Required task A:
Retype the records below, starting with the line that contains "of the player's" and going on through the last line of the records.

Text provided:
______
Appeal from the United States District Court for the District of Delaware (D.C. Crim. No. 80-00060)
Adams and Weis, Circuit Judges and Bloch,*fn* District Judge. Adams, Circuit Judge, concurring. Bloch, District Judge, dissenting.
The government appeals from the suppression of evidence obtained by police acting under a search warrant. The district judge found that the warrant was too general, reasoning that the words "a crime" and "a criminal offense" in the printed form failed to limit the search to evidence of a particular violation. After reviewing the warrant as a whole, including the incorporated affidavit, we reverse because we find that the crime under investigation was adequately described. We also dismiss as premature an appeal by the defendant from the district court's refusal to suppress evidence found by fireman while extinguishing a blaze at his home.
The defendant was indicted for conspiracy to manufacture methamphetamine in violation of 21 U.S.C. § 841(a)(1) and § 846, and for possession with intent to distribute methamphetamine in violation of § 841(a)(1). He then moved to suppress evidence obtained during two searches of his house. The first was warrantless, and occurred while firemen were combating a fire at the premises. The second took place nearly three weeks later, pursuant to a search warrant. The district court found that the evidence seized on the night of the fire was admissible. The court suppressed the evidence obtained during the second search, however, on the ground that the warrant's generality violated the Fourth Amendment.*fn1 The government appeals the suppression order under 18 U.S.C. § 3731, and the defendant cross-appeals the court's refusal to suppress the results of the warrantless search.
At 10:25 p.m. on December 26, 1979, the Wilmington Fire Department responded to an alarm at a house in that city. Firemen entered the building to extinguish a blaze in the second-floor front bedroom. They then began "overhauling" the premises, which includes ventilating the house, searching for victims, checking to see if other fires are present, and determining the cause of the blaze. While doing this, the firemen discovered large amounts of what appeared to be drugs in the rear bedroom on the second floor, as well as valuable photographic and electronic equipment in both bedrooms. In the basement, the fire department investigator found what he thought were equipment and chemicals for use in a photographic laboratory.
Police officers began arriving on the scene a few minutes after the alarm. The fire department investigator asked them to take charge of the valuable personal property in the house, since the owner or occupants could not be located. He also showed them the drugs, and accompanied the officers to the basement for an examination of the equipment there. They were unsure about its purpose, and at 11:20 p.m. called in the city's Drug, Vice and Organized Crime Unit.
At approximately 1:00 a.m., members of the drug squad and an agent from the federal Drug Enforcement Agency arrived at the house. They identified the equipment and chemicals in the basement as being a disassembled methamphetamine laboratory. Two weeks earlier, an informant had told these officers that the defendant was living in the house, and was manufacturing and selling methamphetamine there.
______
Data for processing:
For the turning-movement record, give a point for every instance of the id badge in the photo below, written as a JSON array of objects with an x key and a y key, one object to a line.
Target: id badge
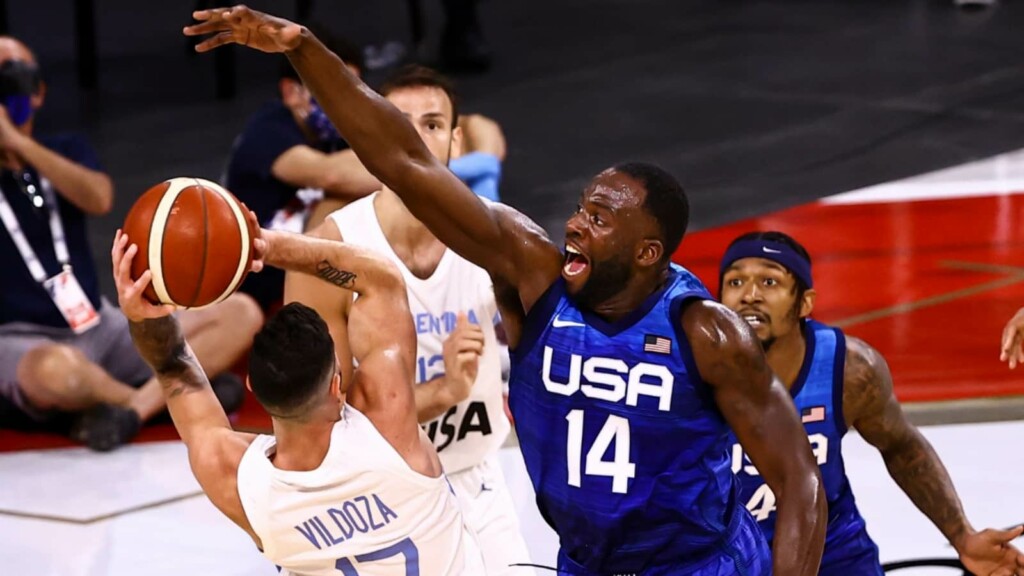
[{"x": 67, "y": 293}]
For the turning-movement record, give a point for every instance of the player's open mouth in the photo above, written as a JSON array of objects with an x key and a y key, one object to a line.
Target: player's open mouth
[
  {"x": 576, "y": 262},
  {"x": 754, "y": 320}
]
______
Required task B:
Write what comes next in the court opinion on the methamphetamine search warrant appeal, picking up after its last sentence.

Answer A:
For the turning-movement record, give a point for every instance of the player's open mouth in the photo above, written as a JSON array of objects with an x key and a y key, one object to a line.
Target: player's open mouth
[
  {"x": 576, "y": 262},
  {"x": 754, "y": 320}
]

Answer B:
The police tagged and photographed the evidence, and then removed it from the house. All of the investigating officers, and the last of the fire department apparatus, left the scene by approximately 4:15 a.m. Among the items seized were methamphetamine, the laboratory equipment, chemicals, photographs of the defendant, and various papers containing his name.
Officers from the city drug squad conducted a second search of the house on January 14, 1980, pursuant to a warrant issued by a municipal court judge. Additional drugs, papers, laboratory equipment, and photographs were seized at that time.
After an evidentiary hearing, the district judge concluded that a warrant was not needed before firemen entered the house to put out the blaze, and that the drugs were properly seized as being within plain view. The arrival of the narcotics investigators did not cause any greater invasion of privacy than the initial lawful entry by the firemen, and therefore the evidence in the basement was also validly seized. The court suppressed the evidence obtained during the second search, however, because the language in the printed form warrant did not describe the items to be seized with sufficient particularity.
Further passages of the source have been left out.